── Data for processing ──

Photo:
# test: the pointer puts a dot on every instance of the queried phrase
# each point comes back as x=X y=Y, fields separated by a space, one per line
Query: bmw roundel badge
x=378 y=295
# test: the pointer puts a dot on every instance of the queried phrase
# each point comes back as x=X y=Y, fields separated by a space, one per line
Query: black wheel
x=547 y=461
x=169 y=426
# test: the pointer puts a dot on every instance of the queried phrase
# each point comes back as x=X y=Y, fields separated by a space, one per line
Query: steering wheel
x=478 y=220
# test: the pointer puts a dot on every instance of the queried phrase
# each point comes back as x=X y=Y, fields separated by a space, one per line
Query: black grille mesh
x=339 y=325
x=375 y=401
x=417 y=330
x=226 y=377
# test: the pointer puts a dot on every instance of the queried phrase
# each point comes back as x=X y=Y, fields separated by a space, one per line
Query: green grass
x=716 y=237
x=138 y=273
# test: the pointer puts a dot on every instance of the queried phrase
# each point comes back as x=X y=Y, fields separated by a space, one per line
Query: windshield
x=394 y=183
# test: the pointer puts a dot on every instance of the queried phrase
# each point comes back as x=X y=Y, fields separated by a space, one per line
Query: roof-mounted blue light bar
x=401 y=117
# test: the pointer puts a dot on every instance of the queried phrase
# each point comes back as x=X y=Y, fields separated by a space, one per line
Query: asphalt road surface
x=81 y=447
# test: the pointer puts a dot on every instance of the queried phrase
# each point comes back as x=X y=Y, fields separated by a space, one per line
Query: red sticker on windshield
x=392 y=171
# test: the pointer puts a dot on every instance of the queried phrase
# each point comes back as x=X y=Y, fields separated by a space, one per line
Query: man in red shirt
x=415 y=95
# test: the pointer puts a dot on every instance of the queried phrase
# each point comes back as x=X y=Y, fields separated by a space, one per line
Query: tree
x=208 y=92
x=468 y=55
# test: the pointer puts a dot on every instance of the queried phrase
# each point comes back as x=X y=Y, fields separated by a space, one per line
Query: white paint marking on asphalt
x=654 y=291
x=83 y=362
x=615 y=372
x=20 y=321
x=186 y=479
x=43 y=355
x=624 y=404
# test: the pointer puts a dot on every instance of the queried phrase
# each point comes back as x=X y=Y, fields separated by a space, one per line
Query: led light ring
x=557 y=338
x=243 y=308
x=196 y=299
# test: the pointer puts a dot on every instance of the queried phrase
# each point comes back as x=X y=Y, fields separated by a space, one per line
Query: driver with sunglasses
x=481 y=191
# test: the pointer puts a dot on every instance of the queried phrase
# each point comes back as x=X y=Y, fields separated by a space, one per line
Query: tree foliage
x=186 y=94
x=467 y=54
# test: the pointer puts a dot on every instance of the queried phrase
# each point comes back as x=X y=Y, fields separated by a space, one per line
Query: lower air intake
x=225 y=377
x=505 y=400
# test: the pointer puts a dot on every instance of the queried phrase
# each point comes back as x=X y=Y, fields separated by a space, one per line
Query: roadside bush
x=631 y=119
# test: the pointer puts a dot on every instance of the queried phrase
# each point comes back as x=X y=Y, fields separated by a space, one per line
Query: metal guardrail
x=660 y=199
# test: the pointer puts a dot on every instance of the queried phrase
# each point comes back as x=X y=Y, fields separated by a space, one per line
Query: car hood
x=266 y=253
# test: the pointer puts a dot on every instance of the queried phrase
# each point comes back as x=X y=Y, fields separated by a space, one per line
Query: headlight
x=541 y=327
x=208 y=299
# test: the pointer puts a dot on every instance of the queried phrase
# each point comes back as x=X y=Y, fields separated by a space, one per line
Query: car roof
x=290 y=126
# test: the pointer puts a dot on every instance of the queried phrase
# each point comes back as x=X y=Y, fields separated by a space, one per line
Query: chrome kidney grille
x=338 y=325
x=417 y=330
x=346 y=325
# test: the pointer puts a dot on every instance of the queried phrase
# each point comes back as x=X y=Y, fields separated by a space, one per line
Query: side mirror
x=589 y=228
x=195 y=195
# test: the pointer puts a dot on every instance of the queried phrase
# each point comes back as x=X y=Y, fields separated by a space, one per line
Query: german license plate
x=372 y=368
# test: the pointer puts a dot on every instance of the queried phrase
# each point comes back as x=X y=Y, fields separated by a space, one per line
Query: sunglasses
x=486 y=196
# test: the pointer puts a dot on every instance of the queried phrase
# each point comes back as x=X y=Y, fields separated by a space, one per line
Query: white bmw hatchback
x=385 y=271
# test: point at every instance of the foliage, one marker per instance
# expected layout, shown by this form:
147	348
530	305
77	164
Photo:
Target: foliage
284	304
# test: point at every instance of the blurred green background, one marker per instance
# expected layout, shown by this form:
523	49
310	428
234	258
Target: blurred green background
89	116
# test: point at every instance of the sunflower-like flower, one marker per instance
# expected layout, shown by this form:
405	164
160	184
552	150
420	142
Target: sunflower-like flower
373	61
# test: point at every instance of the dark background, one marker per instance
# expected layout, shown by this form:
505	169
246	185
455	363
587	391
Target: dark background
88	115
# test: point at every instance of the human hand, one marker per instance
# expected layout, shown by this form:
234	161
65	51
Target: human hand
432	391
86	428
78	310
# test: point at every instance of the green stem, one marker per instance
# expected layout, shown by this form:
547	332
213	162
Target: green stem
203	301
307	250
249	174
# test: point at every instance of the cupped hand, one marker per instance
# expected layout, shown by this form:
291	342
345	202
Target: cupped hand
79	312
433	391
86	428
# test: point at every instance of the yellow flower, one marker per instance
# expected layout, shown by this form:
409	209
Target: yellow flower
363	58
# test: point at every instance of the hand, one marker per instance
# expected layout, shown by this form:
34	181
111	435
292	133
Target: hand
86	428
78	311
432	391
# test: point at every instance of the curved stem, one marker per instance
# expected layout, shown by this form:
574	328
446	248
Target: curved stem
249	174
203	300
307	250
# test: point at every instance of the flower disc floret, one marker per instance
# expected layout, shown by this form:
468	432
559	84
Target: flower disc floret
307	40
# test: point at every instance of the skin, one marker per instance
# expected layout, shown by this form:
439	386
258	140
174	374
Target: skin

───

Print exactly, and only, the lines from the line containing "# test: point at every instance of the yellow" through the final line of the records, both included.

# test: point at every instance of the yellow flower, one marker per instance
# expected layout, shown by this form:
409	209
Target: yellow flower
363	58
# test: point at every instance of the hand, one marker per instance
# expected layout, shown by this form:
34	181
111	435
292	133
Target: hand
86	428
78	311
432	391
# test: point at every instance of the curved stem, one marker per instance
# expected layout, shown by this form:
574	328
446	248
Target: curved stem
249	174
203	300
307	250
# test: point at every instance of the flower disc floret, one marker per instance
# expected layout, shown by this form:
468	432
559	84
Target: flower disc floret
307	40
# test: point at every instance of the skin, one marker per instance
# expected layout, shown by this form:
439	386
258	140
174	374
Target: skin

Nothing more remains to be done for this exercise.